_Exercise goal_.
Whenever a line in the data holds the string "several", copy that line.
....
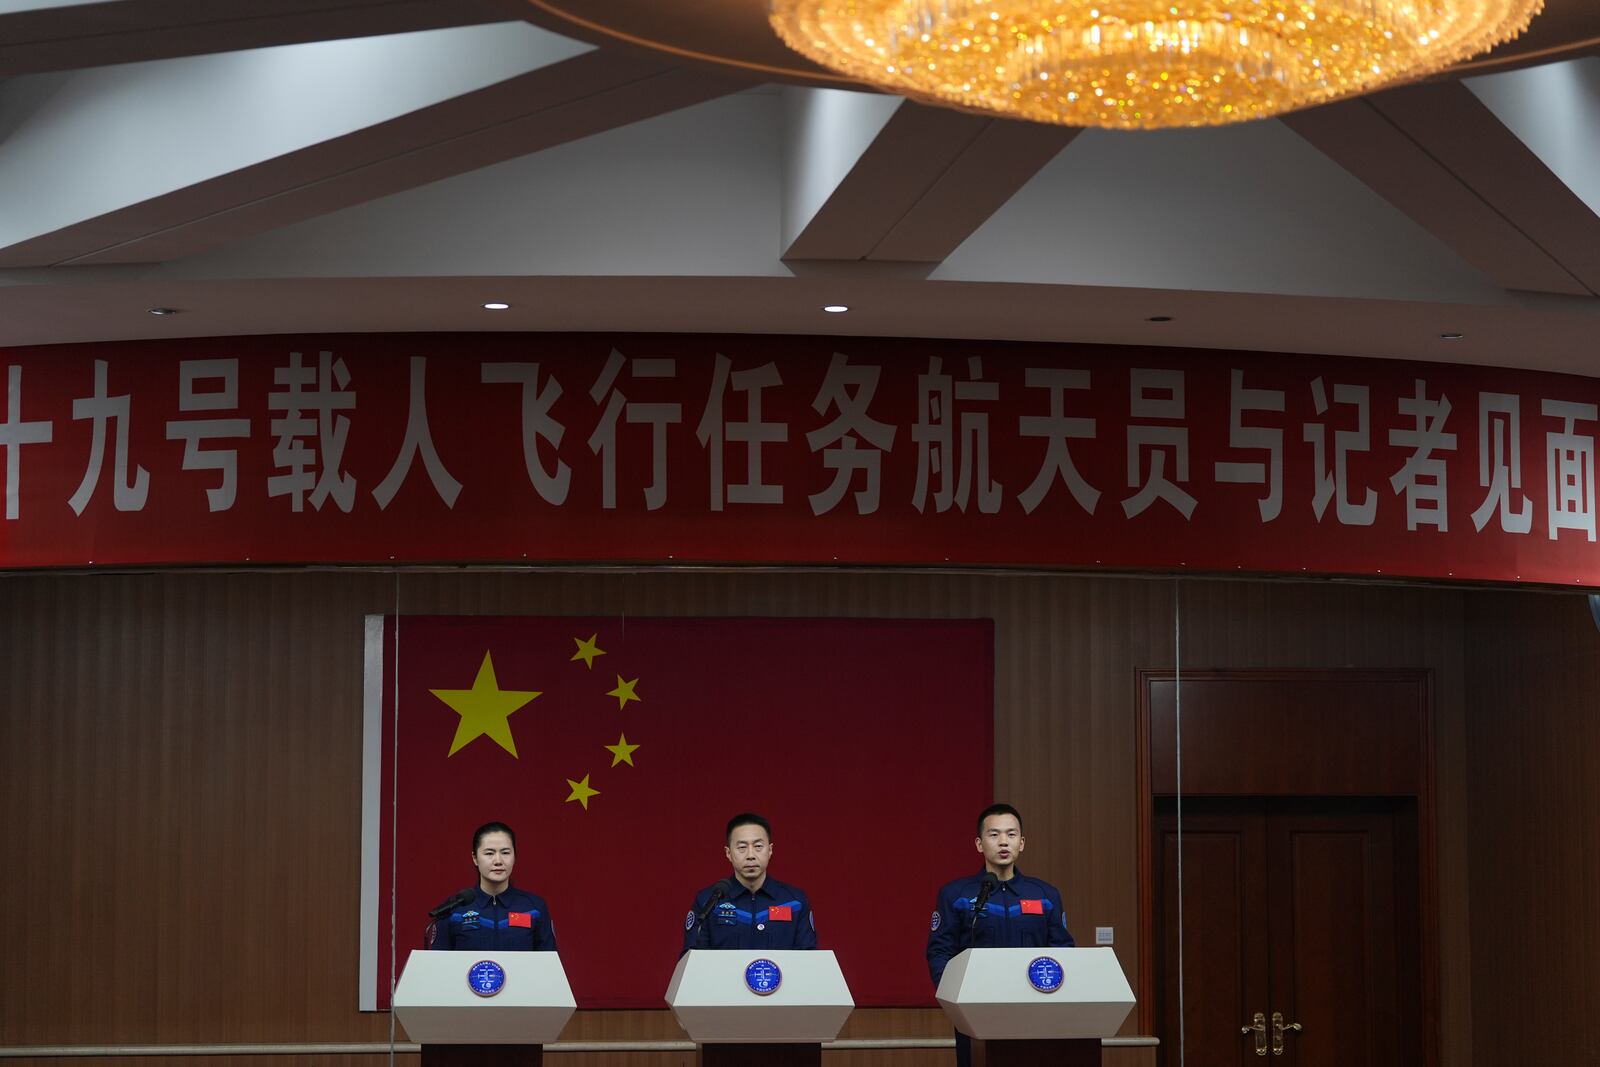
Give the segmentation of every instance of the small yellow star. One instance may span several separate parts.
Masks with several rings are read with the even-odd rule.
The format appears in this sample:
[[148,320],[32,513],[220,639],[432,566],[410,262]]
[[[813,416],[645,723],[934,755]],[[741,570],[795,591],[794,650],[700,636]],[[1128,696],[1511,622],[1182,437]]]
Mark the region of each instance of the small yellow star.
[[628,766],[632,767],[634,765],[633,750],[639,746],[628,744],[627,734],[618,734],[616,744],[601,745],[600,747],[611,753],[611,766],[615,767],[619,763],[626,763]]
[[512,712],[539,695],[529,690],[501,689],[500,683],[495,681],[494,661],[487,652],[483,654],[483,663],[478,667],[471,689],[430,689],[428,692],[461,716],[448,756],[454,756],[467,742],[484,734],[516,756],[517,744],[511,739],[511,724],[506,720]]
[[568,662],[581,659],[585,667],[588,667],[591,671],[594,670],[594,658],[606,654],[606,650],[598,647],[595,643],[599,637],[599,634],[590,634],[587,641],[581,637],[574,637],[572,640],[577,644],[578,651],[572,654],[572,659],[568,660]]
[[567,800],[569,802],[576,800],[583,805],[584,811],[589,810],[589,798],[600,795],[600,790],[590,787],[587,774],[583,776],[583,781],[581,782],[574,782],[571,778],[568,778],[567,784],[572,787],[572,792],[567,794]]
[[624,682],[622,680],[622,675],[619,674],[617,675],[617,687],[611,692],[607,693],[606,696],[617,698],[618,711],[621,711],[623,708],[627,707],[628,701],[630,700],[637,700],[640,703],[643,703],[644,697],[633,691],[633,687],[638,684],[639,679],[635,678],[632,681]]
....
_Written solution_.
Give the segmentation of every instance of the small yellow star. One instance may span several separate parts.
Masks with several rings are read with the even-odd rule.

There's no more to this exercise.